───── Data for the task
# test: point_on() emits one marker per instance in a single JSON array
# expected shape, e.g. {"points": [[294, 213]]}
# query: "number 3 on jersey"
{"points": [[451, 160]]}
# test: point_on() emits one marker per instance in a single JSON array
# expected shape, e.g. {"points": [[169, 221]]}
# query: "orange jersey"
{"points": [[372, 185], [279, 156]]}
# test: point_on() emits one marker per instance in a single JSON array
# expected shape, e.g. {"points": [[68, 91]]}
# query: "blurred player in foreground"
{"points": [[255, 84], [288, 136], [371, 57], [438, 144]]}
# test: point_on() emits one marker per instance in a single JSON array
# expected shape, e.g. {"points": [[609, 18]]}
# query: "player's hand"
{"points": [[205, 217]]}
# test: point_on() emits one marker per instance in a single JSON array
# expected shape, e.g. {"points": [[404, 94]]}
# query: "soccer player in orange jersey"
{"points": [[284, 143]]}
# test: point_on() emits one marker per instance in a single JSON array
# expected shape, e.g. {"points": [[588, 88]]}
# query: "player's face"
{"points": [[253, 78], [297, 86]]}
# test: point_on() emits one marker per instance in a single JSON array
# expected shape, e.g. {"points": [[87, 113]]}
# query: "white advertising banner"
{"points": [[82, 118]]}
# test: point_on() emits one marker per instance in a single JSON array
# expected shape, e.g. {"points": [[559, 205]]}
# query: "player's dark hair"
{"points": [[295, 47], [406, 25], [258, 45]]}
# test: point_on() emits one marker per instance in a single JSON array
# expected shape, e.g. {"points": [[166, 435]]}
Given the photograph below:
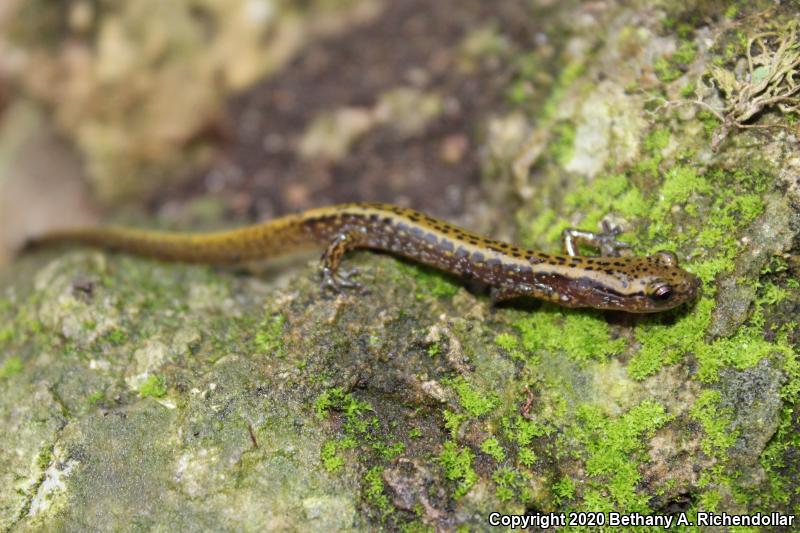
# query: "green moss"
{"points": [[153, 387], [453, 421], [563, 490], [510, 484], [95, 398], [332, 461], [473, 401], [685, 53], [457, 464], [269, 340], [387, 452], [336, 399], [526, 457], [665, 70], [614, 449], [510, 343], [11, 367], [709, 120], [665, 343], [493, 449], [6, 335], [117, 337], [716, 423], [589, 337], [742, 350], [45, 457], [522, 430], [434, 349]]}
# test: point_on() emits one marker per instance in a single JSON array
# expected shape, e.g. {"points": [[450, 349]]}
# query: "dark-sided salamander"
{"points": [[632, 284]]}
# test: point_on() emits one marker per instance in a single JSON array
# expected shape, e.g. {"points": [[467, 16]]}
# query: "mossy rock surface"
{"points": [[138, 394]]}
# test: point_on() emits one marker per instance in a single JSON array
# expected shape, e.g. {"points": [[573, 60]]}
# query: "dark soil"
{"points": [[412, 43]]}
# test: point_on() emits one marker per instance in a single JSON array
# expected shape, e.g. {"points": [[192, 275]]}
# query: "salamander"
{"points": [[609, 281]]}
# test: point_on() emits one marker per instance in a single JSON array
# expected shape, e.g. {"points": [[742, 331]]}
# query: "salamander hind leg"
{"points": [[606, 241], [334, 279]]}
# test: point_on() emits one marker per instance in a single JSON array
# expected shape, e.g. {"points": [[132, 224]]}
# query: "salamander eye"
{"points": [[662, 292]]}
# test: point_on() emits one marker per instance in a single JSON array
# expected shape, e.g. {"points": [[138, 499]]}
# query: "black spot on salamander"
{"points": [[446, 245]]}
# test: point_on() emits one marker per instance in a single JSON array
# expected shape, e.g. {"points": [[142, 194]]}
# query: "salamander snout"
{"points": [[669, 285]]}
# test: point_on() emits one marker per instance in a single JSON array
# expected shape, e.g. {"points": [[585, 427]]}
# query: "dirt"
{"points": [[259, 173]]}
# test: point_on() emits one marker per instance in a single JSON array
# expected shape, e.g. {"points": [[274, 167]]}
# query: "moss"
{"points": [[610, 445], [589, 337], [434, 349], [493, 449], [742, 350], [387, 452], [332, 461], [457, 464], [666, 342], [526, 457], [374, 493], [268, 340], [153, 387], [11, 367], [510, 343], [117, 337], [474, 402], [716, 423], [685, 53], [453, 421], [522, 430], [510, 484], [665, 70], [95, 398], [563, 490]]}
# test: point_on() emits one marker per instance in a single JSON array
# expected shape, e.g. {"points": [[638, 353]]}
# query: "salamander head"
{"points": [[643, 285]]}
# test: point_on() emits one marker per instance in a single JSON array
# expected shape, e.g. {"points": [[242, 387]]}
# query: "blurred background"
{"points": [[196, 114]]}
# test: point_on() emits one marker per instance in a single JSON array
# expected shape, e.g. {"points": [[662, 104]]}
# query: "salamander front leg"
{"points": [[606, 241], [335, 279]]}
──────────
**Work to complete**: Output each record above exactly as it stands, excluding all pictures.

**Result of this exercise**:
# test: point_on() emits one marker per instance in a single JSON array
# expected shape, e.g. {"points": [[294, 213]]}
# query: "number 3 on jersey"
{"points": [[451, 160]]}
# test: point_on() emits one marker per instance in a single JSON array
# expected shape, e.g. {"points": [[169, 221]]}
# query: "orange jersey"
{"points": [[372, 185], [279, 156]]}
# test: point_on() emits one marker per instance in a single JSON array
# expected shape, e.g. {"points": [[68, 91]]}
# query: "blurred player in foreground"
{"points": [[255, 84], [288, 136], [371, 57], [438, 144]]}
# test: point_on() emits one marker per instance in a single JSON array
# expected shape, e.g. {"points": [[609, 18]]}
# query: "player's hand"
{"points": [[205, 217]]}
# test: point_on() emits one marker per instance in a single JSON array
# expected shape, e.g. {"points": [[404, 94]]}
# query: "soccer player in orange jersey"
{"points": [[284, 143]]}
# test: point_on() emits one marker per instance in a single JSON array
# expected shape, e.g. {"points": [[588, 88]]}
# query: "player's face"
{"points": [[253, 78], [297, 86]]}
# test: point_on() emits one marker per instance in a single JSON array
# expected shape, e.g. {"points": [[87, 113]]}
# query: "white advertising banner"
{"points": [[82, 118]]}
# test: point_on() emits one marker per instance in a single JSON array
# expected shape, e.g. {"points": [[559, 205]]}
# query: "player's dark hair"
{"points": [[295, 47], [406, 25], [258, 45]]}
# test: point_on() emits one marker per instance in a single JSON array
# expected shape, e.g. {"points": [[166, 435]]}
Given the photograph below:
# query: "green moss"
{"points": [[153, 387], [453, 421], [563, 490], [510, 484], [95, 398], [332, 461], [473, 401], [685, 53], [457, 464], [269, 340], [387, 452], [336, 399], [526, 457], [665, 70], [614, 449], [510, 343], [11, 367], [709, 120], [665, 343], [493, 449], [6, 335], [117, 337], [716, 423], [589, 337], [742, 350], [45, 457], [522, 430], [434, 349]]}
# test: point_on() emits one marker per instance in a single JSON array
# expected shape, e.g. {"points": [[450, 349]]}
# query: "dark-sided salamander"
{"points": [[632, 284]]}
# test: point_on() emits one marker per instance in a single JSON array
# expected shape, e.g. {"points": [[467, 16]]}
# query: "mossy rock surface"
{"points": [[138, 394]]}
# test: point_on() emits one marker per instance in a single JSON array
# expected shape, e.g. {"points": [[573, 60]]}
# query: "dark soil"
{"points": [[412, 43]]}
# test: point_on() emits one marker per instance in a single JSON array
# expected shape, e.g. {"points": [[192, 275]]}
# query: "salamander"
{"points": [[609, 281]]}
# test: point_on() emits one marker per instance in a single JSON array
# expected shape, e.g. {"points": [[742, 331]]}
# query: "salamander hind leg"
{"points": [[606, 241], [334, 279]]}
# test: point_on() emits one marker per instance in a single JSON array
# expected shape, e.g. {"points": [[132, 224]]}
# query: "salamander eye"
{"points": [[662, 292]]}
# test: point_on() emits one marker per instance in a single JSON array
# expected shape, e.g. {"points": [[138, 499]]}
# query: "black spot on salamander"
{"points": [[446, 245]]}
# test: point_on() emits one marker per instance in a single JSON array
# expected shape, e.g. {"points": [[142, 194]]}
# query: "salamander snout"
{"points": [[669, 285]]}
# test: point_on() emits one marker per instance in a single JSON array
# expected shape, e.g. {"points": [[585, 427]]}
# query: "dirt"
{"points": [[259, 173]]}
# test: point_on() emits one marker per instance in a single JSON array
# expected shape, e.g. {"points": [[274, 167]]}
# query: "moss"
{"points": [[610, 445], [589, 337], [434, 349], [493, 449], [742, 350], [387, 452], [332, 461], [457, 464], [666, 342], [526, 457], [374, 493], [268, 340], [153, 387], [11, 367], [510, 343], [117, 337], [474, 402], [716, 423], [685, 53], [453, 421], [522, 430], [510, 484], [665, 70], [95, 398], [563, 490]]}
# test: point_on() emits one marker per instance in a single JSON array
# expected shape, e.g. {"points": [[638, 353]]}
# query: "salamander head"
{"points": [[643, 285]]}
# test: point_on() emits one marker per instance in a single JSON array
# expected shape, e.g. {"points": [[242, 387]]}
# query: "blurred background"
{"points": [[196, 114]]}
# test: point_on() emits one marker per instance in a single JSON array
# expected shape, e.g. {"points": [[662, 104]]}
# query: "salamander front leg"
{"points": [[606, 241], [335, 279]]}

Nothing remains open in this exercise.